◆ Data to examine ◆
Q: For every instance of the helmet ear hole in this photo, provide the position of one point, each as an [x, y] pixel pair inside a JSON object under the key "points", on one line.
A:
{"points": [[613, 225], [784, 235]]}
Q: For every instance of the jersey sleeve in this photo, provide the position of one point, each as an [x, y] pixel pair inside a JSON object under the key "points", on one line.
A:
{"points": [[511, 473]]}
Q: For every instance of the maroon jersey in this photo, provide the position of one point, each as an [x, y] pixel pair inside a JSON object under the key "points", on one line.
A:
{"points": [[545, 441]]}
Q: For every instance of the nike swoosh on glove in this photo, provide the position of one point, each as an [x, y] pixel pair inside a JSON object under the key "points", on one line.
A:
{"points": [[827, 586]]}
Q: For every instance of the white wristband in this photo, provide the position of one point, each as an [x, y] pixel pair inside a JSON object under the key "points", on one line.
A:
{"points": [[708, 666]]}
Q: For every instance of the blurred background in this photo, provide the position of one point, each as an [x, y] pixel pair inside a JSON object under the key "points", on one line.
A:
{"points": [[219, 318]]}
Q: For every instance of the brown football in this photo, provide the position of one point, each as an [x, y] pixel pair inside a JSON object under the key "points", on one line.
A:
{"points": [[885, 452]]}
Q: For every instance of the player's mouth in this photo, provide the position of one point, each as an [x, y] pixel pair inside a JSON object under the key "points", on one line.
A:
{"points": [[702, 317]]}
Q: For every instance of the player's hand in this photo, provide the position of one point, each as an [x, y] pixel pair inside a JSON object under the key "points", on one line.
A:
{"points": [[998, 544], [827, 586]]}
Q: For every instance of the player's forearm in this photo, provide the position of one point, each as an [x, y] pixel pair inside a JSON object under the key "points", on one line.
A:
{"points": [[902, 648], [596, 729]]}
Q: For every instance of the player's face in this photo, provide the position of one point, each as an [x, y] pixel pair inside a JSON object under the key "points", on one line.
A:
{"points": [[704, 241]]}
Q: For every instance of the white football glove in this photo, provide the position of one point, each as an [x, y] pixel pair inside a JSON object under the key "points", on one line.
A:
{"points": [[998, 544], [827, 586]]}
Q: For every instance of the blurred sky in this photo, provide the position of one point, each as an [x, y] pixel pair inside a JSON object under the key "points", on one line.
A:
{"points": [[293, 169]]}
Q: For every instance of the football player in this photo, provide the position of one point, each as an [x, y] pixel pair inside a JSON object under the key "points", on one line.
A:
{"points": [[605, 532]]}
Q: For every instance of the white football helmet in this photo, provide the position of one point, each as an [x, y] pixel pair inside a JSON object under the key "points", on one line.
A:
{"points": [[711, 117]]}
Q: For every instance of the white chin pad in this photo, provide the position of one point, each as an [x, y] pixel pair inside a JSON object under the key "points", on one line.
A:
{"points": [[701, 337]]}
--
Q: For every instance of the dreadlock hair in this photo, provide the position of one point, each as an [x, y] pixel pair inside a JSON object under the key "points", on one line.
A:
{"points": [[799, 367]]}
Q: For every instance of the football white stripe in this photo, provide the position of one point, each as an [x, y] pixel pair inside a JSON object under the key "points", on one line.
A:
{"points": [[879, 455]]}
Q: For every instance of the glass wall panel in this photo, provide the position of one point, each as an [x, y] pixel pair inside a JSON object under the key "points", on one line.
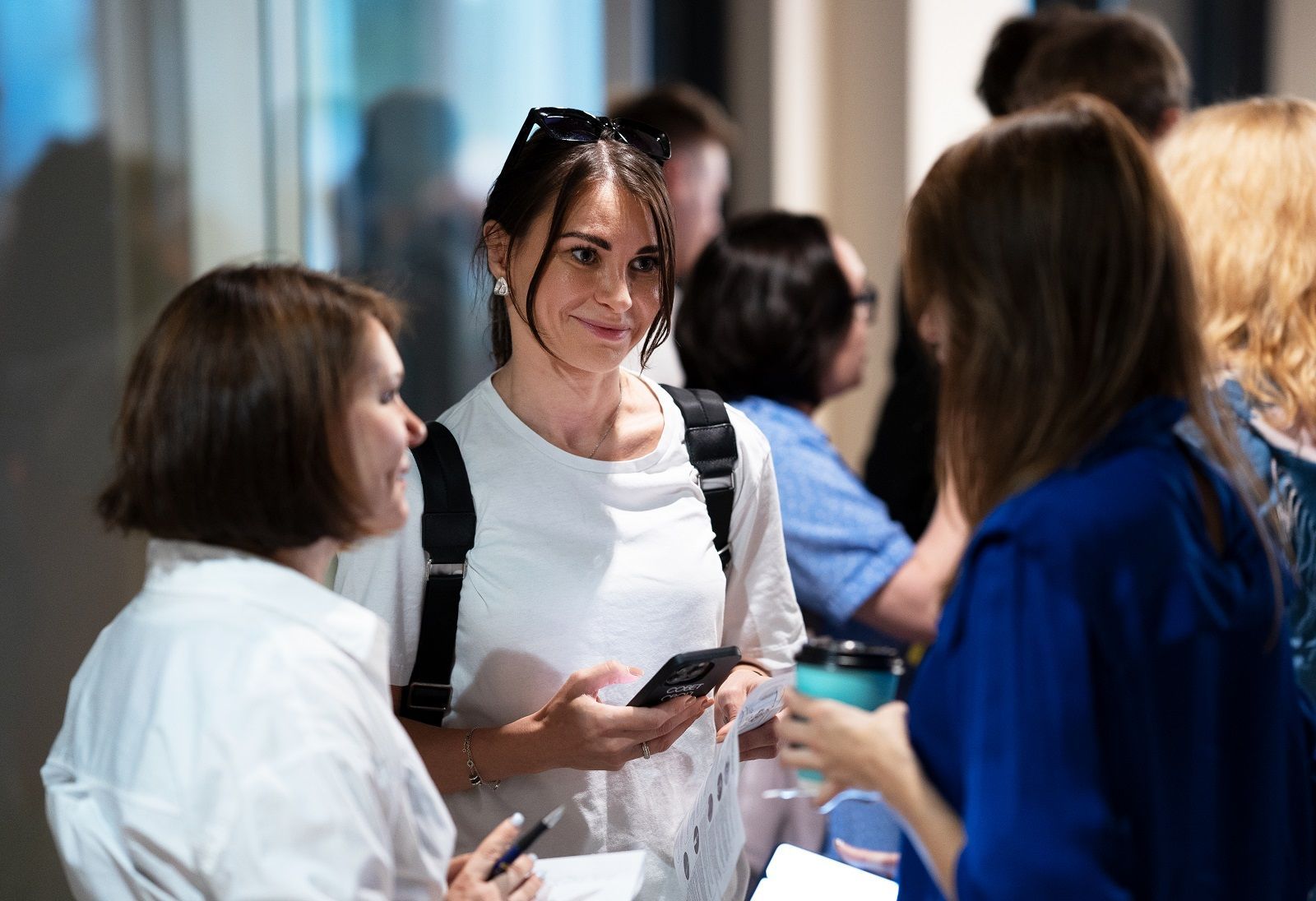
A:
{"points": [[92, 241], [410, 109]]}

◆ Problem description ◆
When the line with "Q: For every instance of the football white" is reached in the data above, start copying there, and copy each line exactly until the line with "Q: For every instance of the glass" has been copied; copy nothing else.

◆ Solution to the exercise ◆
Q: For every instance of the football white stripe in this photo, provide the position of one point, each as an [x, y] pixel pair inside a JSON object under the key "points", on one line.
A:
{"points": [[879, 455]]}
Q: For every instance of the glass wall panel in this photo, provide the position of one point, each as an [x, y] pixel pair inside a JSON object under the key "points", on one line.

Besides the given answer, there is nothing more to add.